It is interesting to note that all the chromosomal areas that showed a significant effect on PM in this study also harbored genetic factors for resistance to at least one of the three rust diseases. This indicates that the PM resistance at these loci might have been indirectly selected for by selection for LR or YR. For example, the race-specific resistance gene Pm8 is co-inherited with Sr31, Lr29, and Yr9 in the 1B.1R translocation, and the Pm5 locus on 7BL is linked to Sr17 and Lr14. Such co-inheritance of resistance to PM and the rust diseases is also evident for race nonspecific adult plant resistance. For example, the Lr34/Yr18 locus on 7DS has been shown to confer partial resistance to PM (Spielmeyer et al. 2005; Lillemo et al. 2007), as does the Lr46/Yr29 locus on 1BL (Lillemo et al. 2007). These genes have been designated Pm38 and Pm39, respectively (R. A. McIntosh, personal communication). The DArT marker wPt3328 appears to be associated with Pm38, whereas this analysis failed to detect any effect of Pm39 on 1BL.

Listed entries -
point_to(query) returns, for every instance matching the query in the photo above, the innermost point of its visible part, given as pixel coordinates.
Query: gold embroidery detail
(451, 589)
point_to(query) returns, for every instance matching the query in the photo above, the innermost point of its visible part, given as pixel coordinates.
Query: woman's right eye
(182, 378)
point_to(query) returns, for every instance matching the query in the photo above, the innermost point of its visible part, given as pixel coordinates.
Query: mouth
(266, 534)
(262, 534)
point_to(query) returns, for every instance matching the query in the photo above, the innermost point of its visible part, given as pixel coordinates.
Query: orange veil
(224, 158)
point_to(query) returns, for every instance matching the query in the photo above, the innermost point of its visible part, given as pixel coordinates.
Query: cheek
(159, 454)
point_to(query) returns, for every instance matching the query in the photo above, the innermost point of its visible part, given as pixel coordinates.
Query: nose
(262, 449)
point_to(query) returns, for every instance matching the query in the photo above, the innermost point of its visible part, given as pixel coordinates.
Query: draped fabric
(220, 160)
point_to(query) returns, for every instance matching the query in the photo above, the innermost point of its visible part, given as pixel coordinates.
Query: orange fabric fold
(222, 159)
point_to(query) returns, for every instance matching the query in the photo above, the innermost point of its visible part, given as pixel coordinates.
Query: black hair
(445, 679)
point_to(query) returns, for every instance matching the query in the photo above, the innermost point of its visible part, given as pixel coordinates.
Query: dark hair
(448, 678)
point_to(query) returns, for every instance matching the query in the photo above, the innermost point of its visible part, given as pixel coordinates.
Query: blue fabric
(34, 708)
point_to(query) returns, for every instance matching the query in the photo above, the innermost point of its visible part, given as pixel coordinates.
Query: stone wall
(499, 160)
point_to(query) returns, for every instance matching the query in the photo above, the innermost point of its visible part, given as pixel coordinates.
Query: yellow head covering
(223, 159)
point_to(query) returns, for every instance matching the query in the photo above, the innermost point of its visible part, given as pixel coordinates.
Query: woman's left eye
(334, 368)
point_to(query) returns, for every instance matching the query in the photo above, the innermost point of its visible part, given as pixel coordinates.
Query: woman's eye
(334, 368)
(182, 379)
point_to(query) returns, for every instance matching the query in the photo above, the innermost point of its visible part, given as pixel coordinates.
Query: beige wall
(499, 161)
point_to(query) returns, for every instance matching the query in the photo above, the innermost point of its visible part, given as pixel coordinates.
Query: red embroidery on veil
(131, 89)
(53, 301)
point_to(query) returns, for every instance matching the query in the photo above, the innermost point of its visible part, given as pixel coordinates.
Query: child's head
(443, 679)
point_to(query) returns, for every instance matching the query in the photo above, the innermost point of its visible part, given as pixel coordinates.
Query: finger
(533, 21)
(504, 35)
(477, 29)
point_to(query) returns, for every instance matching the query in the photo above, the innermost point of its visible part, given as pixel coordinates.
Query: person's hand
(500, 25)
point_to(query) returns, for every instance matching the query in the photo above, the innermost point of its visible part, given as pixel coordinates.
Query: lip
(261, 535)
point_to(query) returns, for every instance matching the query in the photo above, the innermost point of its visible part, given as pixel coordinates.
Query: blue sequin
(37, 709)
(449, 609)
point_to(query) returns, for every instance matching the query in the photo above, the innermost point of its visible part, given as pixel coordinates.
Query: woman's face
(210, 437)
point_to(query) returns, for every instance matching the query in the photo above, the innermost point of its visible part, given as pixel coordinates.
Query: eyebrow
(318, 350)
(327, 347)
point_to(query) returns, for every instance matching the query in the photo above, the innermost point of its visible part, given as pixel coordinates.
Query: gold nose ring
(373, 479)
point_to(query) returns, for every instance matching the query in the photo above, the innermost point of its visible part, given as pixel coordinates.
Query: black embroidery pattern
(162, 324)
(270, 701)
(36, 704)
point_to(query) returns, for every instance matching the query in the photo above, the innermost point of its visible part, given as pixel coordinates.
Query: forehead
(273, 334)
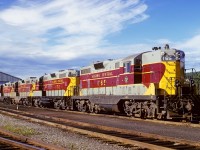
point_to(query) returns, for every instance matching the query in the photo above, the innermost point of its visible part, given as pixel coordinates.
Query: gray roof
(4, 77)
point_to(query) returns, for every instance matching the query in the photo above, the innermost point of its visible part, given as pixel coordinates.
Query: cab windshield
(177, 56)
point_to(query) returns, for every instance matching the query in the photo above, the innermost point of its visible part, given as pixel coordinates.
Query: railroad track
(9, 143)
(165, 122)
(110, 135)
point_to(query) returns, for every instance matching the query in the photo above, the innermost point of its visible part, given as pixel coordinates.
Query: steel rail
(83, 129)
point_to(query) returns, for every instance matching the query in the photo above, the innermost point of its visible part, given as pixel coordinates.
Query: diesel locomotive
(151, 84)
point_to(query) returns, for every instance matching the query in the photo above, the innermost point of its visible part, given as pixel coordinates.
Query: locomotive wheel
(62, 106)
(56, 105)
(96, 109)
(40, 104)
(35, 103)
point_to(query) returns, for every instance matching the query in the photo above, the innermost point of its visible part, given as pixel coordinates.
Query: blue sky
(43, 36)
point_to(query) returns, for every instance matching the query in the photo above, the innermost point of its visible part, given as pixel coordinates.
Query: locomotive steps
(110, 134)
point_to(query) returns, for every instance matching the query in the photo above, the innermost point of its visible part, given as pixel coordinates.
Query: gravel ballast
(58, 137)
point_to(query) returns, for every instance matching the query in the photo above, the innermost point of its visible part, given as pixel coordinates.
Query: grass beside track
(22, 130)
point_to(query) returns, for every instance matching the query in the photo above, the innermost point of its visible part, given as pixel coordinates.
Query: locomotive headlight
(178, 55)
(163, 53)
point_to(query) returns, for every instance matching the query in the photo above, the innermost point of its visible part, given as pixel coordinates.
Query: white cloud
(63, 30)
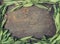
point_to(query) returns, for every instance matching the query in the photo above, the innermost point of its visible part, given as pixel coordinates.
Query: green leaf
(25, 38)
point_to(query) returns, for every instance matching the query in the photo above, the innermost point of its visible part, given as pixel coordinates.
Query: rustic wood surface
(30, 21)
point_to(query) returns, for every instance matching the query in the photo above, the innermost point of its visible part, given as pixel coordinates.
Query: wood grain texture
(31, 21)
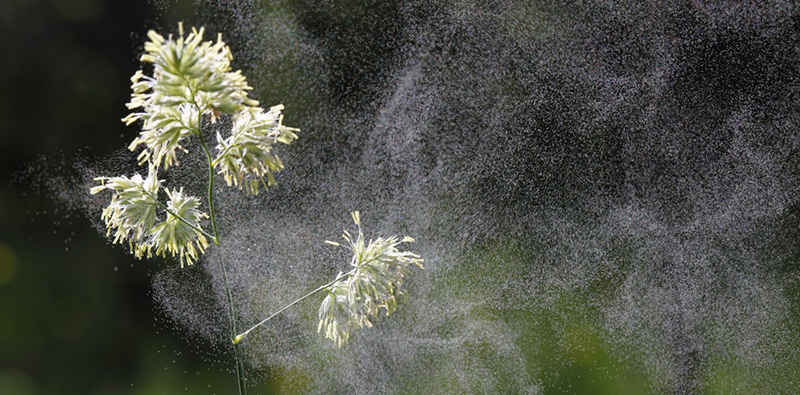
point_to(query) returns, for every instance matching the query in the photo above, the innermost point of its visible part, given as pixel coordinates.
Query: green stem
(241, 336)
(231, 312)
(210, 189)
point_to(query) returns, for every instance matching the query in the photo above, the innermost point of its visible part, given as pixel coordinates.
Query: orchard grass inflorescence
(193, 83)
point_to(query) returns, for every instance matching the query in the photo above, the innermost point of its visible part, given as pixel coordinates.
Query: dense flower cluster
(132, 212)
(179, 234)
(191, 78)
(245, 157)
(133, 217)
(374, 283)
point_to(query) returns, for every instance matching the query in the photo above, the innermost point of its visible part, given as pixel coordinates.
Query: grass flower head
(374, 284)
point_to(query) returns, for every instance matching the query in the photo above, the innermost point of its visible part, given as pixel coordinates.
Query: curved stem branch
(228, 294)
(242, 335)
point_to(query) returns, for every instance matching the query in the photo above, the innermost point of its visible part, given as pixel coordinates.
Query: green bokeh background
(76, 314)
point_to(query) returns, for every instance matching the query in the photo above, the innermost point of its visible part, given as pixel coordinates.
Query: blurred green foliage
(77, 316)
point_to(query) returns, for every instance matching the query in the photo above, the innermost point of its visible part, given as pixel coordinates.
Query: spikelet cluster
(180, 234)
(374, 284)
(245, 158)
(191, 78)
(133, 216)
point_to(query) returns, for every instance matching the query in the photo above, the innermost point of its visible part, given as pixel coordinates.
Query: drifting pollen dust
(593, 187)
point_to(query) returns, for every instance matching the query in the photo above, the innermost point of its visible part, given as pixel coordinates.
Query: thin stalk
(241, 336)
(231, 312)
(210, 188)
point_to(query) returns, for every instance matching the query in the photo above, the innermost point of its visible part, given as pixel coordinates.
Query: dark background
(77, 314)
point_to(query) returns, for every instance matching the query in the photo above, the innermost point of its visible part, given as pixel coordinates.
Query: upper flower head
(374, 283)
(191, 77)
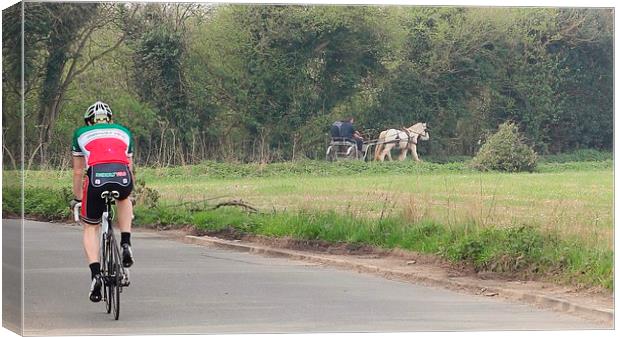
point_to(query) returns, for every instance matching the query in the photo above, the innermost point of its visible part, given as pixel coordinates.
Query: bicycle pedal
(125, 279)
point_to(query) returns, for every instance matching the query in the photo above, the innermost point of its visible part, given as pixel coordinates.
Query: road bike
(115, 277)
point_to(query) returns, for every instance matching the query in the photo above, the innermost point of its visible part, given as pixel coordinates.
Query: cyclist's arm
(130, 165)
(79, 163)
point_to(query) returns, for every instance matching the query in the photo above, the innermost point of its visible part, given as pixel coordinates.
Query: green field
(556, 222)
(574, 198)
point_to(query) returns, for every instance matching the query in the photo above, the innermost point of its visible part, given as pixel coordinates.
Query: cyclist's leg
(125, 212)
(92, 210)
(125, 215)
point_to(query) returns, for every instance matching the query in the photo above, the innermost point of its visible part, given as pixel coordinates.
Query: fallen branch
(238, 203)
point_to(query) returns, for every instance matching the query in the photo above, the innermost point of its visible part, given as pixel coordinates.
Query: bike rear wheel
(115, 291)
(109, 270)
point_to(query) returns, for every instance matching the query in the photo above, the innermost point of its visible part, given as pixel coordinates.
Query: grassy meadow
(555, 222)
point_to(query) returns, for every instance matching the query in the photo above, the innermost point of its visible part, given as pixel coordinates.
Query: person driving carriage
(345, 129)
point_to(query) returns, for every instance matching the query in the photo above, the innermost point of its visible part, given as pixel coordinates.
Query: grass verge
(520, 250)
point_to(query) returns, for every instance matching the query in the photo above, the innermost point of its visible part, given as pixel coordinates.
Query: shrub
(505, 151)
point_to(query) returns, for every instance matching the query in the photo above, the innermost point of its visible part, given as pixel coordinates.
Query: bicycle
(115, 277)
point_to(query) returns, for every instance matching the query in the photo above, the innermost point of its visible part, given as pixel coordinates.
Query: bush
(505, 151)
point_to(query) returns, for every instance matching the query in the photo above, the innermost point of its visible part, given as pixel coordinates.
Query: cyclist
(104, 149)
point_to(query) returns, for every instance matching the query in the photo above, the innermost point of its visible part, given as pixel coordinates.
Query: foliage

Work instruction -
How does the passage on wheat powdery mildew and rust resistance loci go on after its final sentence? Write the continuation.

Solved problem -
Association analysis for GY:
The genetics of yield and yield components in bread wheat are complex in nature and controlled by a large number of major and minor QTL (Kumar et al. 2007). Dispersion of genes affecting GY across the wheat genome appears to be a characteristic feature (Laperche et al. 2007) that was also observed in this study (Table 6). In this study, 213 DArT markers (or 88% of the mapped markers) were significantly associated with GY. About 58% of the significant DArT markers for GY mapped to the B genome, 31% to the A genome, and 11% to the D genome. A large proportion of significant DArT markers for GY were located on chromosomes 1B, 3B, and 6B, and no DArT markers on chromosome 4D were significantly associated with GY. Many of the DArT markers found to be significantly associated with GY map to regions previously reported for this trait (see discussion below). This study suggests that chromosomes 1AS, 1BS, 1BL, 1DS, 2AL, 3AL, 3BS, 5AS, 5DS, 6AS, 6AL, 6BS, 6BL, and 7DS (Table 6, Figure 2, a–g) contain regions affecting GY that have not been reported previously. Some of these regions may provide increases in GY due not only to additive effects but also to additive × additive interaction effects.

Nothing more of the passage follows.